The United States and other actors such as the European Union impose “targeted sanctions” against foreign officials for acts carried out in their official capacity, or against legal entities of targeted states. This mirrors the practice and experience of the United Nations. The Security Council's practice of imposing comprehensive sanctions in the early 1990s quickly evolved into a practice of “targeted” or “smart” sanctions, to both improve effectiveness and to alleviate the significant effects of sanctions on the population of targeted states.1 However, the legal regime for resorting to sanctions is different when it comes to states acting unilaterally than it is for collective action within the framework of the UN Charter. This essay first clarifies some terminological issues. It then delves into the legality of the practice of unilateral “targeted sanctions,” and concludes that the most legally difficult aspect of these measures is their purported extraterritoriality.

Terminology

First, it is useful to clarify the terms of the debate. We often hear that the United States has adopted “sanctions” against this or that state—e.g., that it reintroduced sanctions against Iran2—just as we hear that the United Nations has adopted “sanctions” against North Korea, for example. “Sanctions,” however, is not a term of art in international law. In particular, the UN Security Council has the power, acting under Chapter VII of the UN Charter, to adopt “measures not involving the use of armed force” in response to a threat to the peace, breach of the peace, or act of aggression.3 These measures are binding on all UN member states by virtue of Article 25 of the Charter, and supersede any obligations that the member states have under international treaties in accordance with Article 103. Even though these are not formally called “sanctions” in the UN Charter, it is best to reserve the unqualified term “sanctions” for such collective action undertaken by an international organization.4

States may, however, impose “unilateral sanctions,” i.e., adopt certain measures targeting another state, its officials, or individuals or legal entities with the nationality of that state. In some cases, these measures may be unfriendly but not unlawful, meaning that the state adopting them is not actually violating any international obligation that it owes to the targeted state. Such measures are called “retorsion.”5 Being lawful measures, they do not require any justification under international law. An example of an act of retorsion is the withdrawal of voluntary aid that was being given to the targeted state.6 There is no obligation to provide such aid under international law, so its withdrawal is not unlawful. Similarly, there can be “targeted” acts of retorsion, such as excluding certain persons from the United States. Since the United States is under no international law obligation to admit any foreign national into its territory, such a “sanction” is an act of retorsion that requires no legal justification.

▶ Detection examples:
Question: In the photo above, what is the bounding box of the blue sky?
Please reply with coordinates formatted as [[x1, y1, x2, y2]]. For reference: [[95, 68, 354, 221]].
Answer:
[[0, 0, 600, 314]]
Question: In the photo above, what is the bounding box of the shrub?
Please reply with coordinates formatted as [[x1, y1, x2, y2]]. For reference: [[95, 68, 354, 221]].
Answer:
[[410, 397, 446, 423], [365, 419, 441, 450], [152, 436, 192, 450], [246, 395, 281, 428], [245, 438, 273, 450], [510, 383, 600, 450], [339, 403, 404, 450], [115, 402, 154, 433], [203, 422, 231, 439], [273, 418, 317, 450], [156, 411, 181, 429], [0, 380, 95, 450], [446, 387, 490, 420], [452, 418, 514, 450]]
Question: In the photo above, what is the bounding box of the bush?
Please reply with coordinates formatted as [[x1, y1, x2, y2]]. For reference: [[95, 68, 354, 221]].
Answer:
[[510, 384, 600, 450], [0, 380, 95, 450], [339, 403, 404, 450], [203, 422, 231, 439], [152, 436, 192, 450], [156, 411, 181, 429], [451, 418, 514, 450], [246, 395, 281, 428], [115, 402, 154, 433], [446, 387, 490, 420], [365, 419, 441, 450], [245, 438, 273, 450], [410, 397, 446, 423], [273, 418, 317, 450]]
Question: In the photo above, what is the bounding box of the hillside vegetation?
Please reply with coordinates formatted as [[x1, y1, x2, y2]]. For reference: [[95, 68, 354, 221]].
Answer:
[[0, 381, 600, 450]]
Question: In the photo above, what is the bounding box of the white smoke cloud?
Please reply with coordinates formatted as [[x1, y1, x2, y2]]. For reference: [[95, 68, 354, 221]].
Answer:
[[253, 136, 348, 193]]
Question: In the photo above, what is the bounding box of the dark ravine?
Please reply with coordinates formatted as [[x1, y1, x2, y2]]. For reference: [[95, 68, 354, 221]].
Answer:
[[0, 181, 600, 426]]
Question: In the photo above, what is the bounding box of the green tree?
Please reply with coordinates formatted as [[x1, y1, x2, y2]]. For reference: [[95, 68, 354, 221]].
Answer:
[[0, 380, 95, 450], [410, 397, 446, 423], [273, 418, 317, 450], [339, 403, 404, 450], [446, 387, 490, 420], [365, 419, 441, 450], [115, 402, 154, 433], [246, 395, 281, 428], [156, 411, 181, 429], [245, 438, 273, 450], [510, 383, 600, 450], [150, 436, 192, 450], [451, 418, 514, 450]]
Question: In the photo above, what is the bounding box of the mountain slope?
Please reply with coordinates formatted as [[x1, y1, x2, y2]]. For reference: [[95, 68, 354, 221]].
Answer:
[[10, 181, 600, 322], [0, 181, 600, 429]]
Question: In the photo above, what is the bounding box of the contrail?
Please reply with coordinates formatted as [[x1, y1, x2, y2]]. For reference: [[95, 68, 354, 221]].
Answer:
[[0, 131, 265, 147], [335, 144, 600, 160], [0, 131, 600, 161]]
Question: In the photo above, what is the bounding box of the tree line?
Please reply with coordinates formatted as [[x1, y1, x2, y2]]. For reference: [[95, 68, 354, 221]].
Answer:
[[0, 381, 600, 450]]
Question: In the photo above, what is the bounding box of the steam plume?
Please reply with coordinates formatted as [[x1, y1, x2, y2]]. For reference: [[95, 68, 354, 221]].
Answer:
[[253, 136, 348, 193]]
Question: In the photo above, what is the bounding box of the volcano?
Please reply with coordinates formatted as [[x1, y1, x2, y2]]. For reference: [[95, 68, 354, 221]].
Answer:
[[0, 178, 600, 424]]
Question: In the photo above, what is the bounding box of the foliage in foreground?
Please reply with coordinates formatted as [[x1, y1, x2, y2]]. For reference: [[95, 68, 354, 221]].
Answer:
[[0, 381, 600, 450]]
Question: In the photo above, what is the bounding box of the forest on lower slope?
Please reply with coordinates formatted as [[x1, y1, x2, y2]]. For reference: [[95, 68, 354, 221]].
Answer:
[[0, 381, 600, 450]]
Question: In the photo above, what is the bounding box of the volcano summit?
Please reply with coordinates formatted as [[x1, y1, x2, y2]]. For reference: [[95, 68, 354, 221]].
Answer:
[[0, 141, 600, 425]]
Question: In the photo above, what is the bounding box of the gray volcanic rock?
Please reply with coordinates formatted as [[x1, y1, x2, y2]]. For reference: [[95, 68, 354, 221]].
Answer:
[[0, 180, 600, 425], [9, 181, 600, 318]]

▶ REQUIREMENT 1: Name every country mentioned in the essay on sanctions.
▶ REQUIREMENT 2: Please swap "bounding box" for "enclosing box" in the records from the first line through the line containing "[452, 418, 514, 450]]", and give back only those lines with nothing else altered.
The essay and the records are unrelated to each other.

▶ FINAL ANSWER 1: United States, Iran, North Korea

▶ FINAL ANSWER 2:
Question: In the photo above, what is the enclosing box of the blue sky?
Please reply with coordinates formatted as [[x1, y1, x2, y2]]. For reference: [[95, 68, 354, 221]].
Answer:
[[0, 0, 600, 314]]
Question: In the photo above, what is the enclosing box of the shrub?
Please reply with coordinates formatted as [[x1, y1, x2, y2]]. For reference: [[95, 68, 354, 221]].
Answer:
[[410, 397, 446, 423], [365, 419, 441, 450], [152, 436, 192, 450], [246, 395, 281, 428], [245, 438, 273, 450], [510, 383, 600, 450], [339, 403, 404, 450], [115, 402, 154, 433], [203, 422, 231, 439], [273, 418, 317, 450], [156, 411, 181, 429], [0, 380, 95, 450], [446, 387, 490, 420], [452, 418, 514, 450]]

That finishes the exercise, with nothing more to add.